● **TASK DESCRIPTION**
Rewrite all of the material that follows, replacing "picture above" with "image above" everywhere and leaving everything else unchanged. Leave the pictures out of your answer.

● **SUPPLIED RECORDS**
━━━━

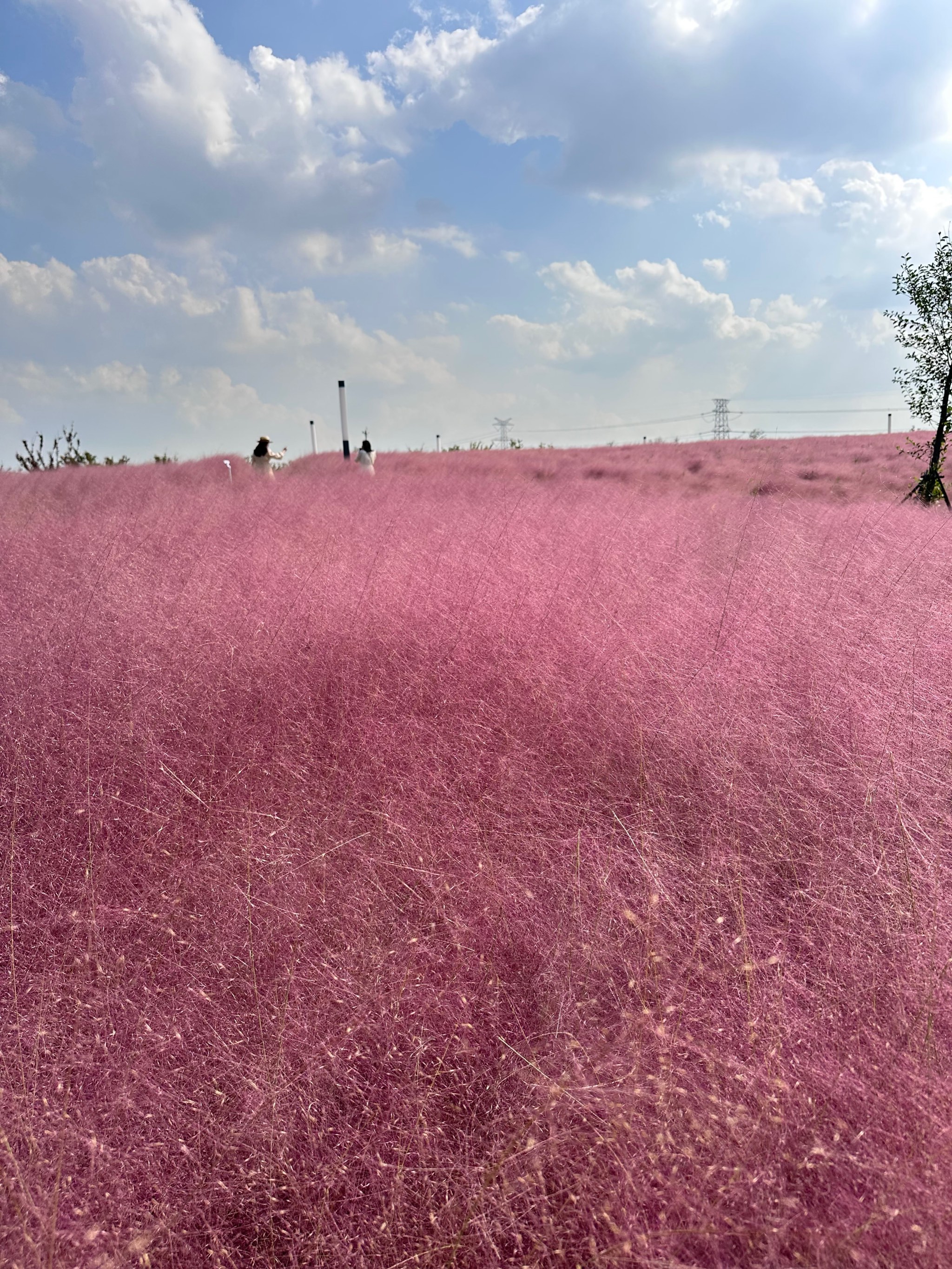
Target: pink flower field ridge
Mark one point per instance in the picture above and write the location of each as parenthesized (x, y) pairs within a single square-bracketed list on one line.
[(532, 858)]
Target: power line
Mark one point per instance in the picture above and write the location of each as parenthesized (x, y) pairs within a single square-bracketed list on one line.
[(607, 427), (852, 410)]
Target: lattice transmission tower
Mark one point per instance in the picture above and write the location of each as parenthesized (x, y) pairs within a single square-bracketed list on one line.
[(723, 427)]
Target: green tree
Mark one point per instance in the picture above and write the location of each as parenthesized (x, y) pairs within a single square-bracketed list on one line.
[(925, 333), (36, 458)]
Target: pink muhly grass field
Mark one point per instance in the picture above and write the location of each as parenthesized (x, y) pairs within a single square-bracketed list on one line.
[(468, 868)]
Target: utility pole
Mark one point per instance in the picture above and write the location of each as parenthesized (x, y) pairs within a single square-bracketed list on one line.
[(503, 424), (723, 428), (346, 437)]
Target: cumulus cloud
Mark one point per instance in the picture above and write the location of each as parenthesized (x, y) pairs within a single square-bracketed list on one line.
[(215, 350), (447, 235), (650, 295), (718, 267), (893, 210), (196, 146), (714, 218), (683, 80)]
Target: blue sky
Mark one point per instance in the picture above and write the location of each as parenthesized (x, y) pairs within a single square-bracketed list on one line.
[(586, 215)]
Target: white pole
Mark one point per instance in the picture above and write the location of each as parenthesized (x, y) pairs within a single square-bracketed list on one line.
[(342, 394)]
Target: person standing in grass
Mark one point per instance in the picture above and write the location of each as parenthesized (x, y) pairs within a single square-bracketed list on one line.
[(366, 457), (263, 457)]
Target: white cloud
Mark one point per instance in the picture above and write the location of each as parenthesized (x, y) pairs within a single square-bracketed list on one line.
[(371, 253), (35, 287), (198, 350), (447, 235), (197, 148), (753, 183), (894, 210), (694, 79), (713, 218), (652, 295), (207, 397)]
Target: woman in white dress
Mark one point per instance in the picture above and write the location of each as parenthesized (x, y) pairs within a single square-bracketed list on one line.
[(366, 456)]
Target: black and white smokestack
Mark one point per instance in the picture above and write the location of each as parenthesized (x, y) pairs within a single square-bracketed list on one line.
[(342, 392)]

━━━━

● **TASK ANSWER**
Target: pink flower field ridge
Mark one point per instance in the image above and write the location of each as parenthesized (x, y) pairs within a single square-bracketed list on one line.
[(532, 858)]
Target: power line
Mark one point per instance in the image above and write the location of each as parenthesized (x, y) pairs within a single square-bracketed list on one line.
[(607, 427), (852, 410)]
Target: lattice transmission tower
Mark one point per instance in the image above and write the location of each as parenthesized (x, y) pairs within a single square-bracketed list on one line.
[(723, 427)]
Target: green tree
Mark one point per instance in the image above and write the location of each as parenthesized (x, y) pairs within a single square-bracketed list on one line.
[(925, 333), (36, 458)]
Target: pink muhly grass field
Mark one point per instance in the image above and write the location of each as parenthesized (x, y) pairs within a single square-bracketed list on one line.
[(468, 868)]
Target: utility pole
Mark one point per instance in the image above and write the location of each as parenthesized (x, y) pairs within a single square-bracketed list on one line.
[(503, 424), (723, 428), (346, 437)]
Target: cumulus cloud
Mark one point per instance in the image above and write the location of each as parenthesized (x, y) pairs within a single square-bracketed list on one line.
[(215, 350), (447, 235), (650, 295), (718, 267), (893, 210), (196, 146), (714, 218), (683, 80)]
Target: blue sky
Mark one point per instance in the image above and write the location of each as parenthesized (x, y) pairs within a single square-bracketed list on one line.
[(586, 215)]
Target: white pole
Mark one point per instance in the image above and write the location of each as parenthesized (x, y) pairs within a single square-bracketed list on one line.
[(342, 394)]
Target: person standing in grass
Mark one point per instance in the image above and write the location of each as parenthesized (x, y) pairs within a single square-bracketed list on one line.
[(366, 457), (263, 457)]
Target: white cloud
Mark one point per instance in the image above and write the location of each as parenthesized (x, y) pairs within a single square-bracketed list on one line.
[(371, 253), (35, 287), (198, 350), (447, 235), (197, 148), (753, 183), (894, 210), (694, 79), (713, 218), (652, 295), (207, 397)]
Target: woman in white dress
Mark one point per instance in the image above and write the location of each as parenthesized (x, y) pairs within a single square-bracketed list on one line.
[(366, 456)]
Target: black and white smokestack
Mark one point per instance in the image above and write the location of each as parenthesized (x, y) pairs within a single square-bracketed list on one line.
[(342, 392)]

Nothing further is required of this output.